= What needs to be done =
Below are entries. Reproduce exactly the lines between the line holding "Task: tag every instance of the camera" and the line holding "Task: tag every instance of the person", inclusive, and only those.

= Data to process =
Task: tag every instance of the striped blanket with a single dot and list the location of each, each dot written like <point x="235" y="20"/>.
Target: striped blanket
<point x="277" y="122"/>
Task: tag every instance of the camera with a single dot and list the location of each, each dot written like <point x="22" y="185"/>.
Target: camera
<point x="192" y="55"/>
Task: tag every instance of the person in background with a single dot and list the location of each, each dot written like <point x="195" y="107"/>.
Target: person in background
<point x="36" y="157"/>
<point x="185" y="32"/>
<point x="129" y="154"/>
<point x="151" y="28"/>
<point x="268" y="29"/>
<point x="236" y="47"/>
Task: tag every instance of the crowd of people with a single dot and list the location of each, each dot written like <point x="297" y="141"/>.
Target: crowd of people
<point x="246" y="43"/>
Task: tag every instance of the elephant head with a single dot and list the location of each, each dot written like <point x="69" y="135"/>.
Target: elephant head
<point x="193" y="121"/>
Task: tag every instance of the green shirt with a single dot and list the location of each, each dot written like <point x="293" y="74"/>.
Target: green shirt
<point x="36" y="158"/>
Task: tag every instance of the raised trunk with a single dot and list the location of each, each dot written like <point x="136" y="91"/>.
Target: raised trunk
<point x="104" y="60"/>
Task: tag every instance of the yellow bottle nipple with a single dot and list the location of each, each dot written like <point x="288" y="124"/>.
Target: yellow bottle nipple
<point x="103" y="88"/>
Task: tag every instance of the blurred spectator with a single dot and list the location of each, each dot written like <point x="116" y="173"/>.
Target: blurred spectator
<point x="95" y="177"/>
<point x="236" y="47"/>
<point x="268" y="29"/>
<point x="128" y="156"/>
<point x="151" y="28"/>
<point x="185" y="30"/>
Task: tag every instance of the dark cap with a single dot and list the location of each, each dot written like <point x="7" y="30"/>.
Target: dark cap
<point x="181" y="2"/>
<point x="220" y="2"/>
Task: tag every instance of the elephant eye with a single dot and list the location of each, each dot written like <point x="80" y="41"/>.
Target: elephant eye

= Response to this task =
Task: tag every instance of the camera with a single dot and list the location of each, each dot written like <point x="22" y="185"/>.
Target: camera
<point x="192" y="55"/>
Task: tag every instance of the person in background with a single dot and list the location of each, each dot written like <point x="195" y="107"/>.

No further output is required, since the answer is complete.